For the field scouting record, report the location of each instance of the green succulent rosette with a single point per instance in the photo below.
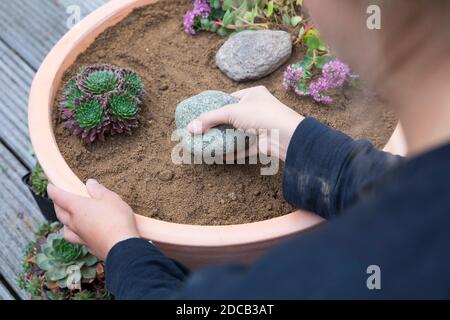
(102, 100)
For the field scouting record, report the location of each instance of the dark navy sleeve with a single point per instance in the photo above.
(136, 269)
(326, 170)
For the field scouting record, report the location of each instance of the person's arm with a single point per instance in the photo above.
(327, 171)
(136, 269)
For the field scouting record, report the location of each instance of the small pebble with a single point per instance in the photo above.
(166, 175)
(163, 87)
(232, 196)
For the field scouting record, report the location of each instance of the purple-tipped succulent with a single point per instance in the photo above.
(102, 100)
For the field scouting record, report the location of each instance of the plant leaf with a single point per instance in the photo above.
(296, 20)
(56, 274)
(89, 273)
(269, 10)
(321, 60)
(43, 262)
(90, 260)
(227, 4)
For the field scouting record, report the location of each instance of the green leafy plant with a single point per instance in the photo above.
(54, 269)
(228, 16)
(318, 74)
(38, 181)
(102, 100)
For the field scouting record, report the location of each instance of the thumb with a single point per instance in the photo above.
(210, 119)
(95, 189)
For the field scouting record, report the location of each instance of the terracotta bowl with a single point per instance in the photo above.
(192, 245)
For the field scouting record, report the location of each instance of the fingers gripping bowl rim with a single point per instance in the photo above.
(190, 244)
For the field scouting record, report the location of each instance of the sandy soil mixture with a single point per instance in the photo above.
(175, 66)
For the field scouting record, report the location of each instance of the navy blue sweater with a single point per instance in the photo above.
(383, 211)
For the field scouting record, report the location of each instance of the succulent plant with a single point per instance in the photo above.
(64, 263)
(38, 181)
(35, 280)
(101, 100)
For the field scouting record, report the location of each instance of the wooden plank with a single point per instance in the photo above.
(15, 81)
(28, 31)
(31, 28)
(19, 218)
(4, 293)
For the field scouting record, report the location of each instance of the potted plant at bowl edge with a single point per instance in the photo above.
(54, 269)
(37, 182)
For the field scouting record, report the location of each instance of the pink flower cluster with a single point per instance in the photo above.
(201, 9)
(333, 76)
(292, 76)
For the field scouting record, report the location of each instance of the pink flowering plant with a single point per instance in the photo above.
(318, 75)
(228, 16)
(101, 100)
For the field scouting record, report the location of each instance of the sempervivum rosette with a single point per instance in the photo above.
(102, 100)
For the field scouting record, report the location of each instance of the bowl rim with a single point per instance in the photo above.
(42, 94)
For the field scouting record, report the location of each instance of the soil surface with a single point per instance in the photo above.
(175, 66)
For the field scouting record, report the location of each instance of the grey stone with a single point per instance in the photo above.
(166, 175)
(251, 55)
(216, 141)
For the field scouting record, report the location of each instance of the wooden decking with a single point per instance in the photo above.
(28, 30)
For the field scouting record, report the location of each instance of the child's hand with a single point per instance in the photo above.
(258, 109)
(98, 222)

...

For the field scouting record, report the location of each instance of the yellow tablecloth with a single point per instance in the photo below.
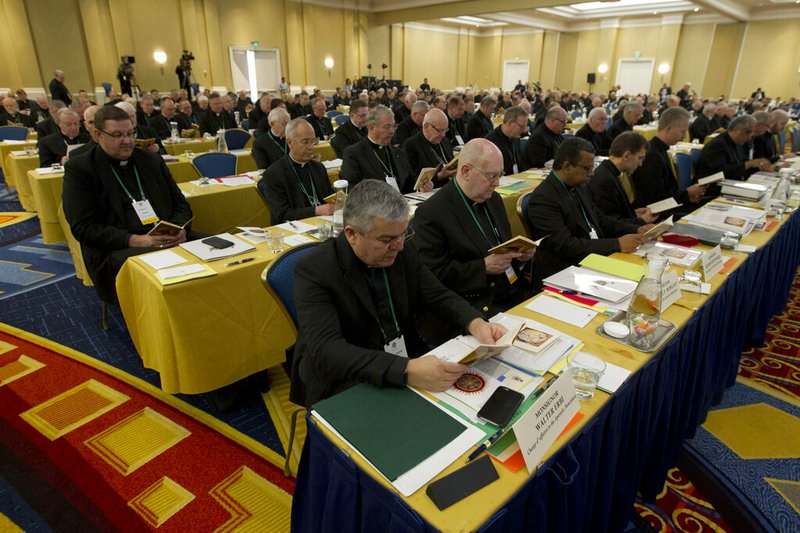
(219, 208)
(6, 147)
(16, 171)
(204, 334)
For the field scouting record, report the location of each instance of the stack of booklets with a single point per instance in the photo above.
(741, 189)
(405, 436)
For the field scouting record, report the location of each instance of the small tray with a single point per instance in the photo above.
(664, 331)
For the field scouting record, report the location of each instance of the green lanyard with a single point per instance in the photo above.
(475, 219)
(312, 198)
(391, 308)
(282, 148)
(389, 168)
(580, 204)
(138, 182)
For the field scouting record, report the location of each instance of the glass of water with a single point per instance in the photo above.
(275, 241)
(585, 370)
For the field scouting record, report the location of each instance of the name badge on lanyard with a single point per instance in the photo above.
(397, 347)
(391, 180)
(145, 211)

> _Requirement_: Locate each line in the material above that contains the string "succulent" and copy those lines.

> _Correct result_:
For the field scouting record, report the location of each instance of the green succulent rosette with a single point per instance in the photo below.
For the field scouting record, report the location of each instance of the purple-tipped succulent with a single point per instance in the photo above.
For the field scouting record, report the location of each instance of the succulent plant with a single point per instance in the photo above.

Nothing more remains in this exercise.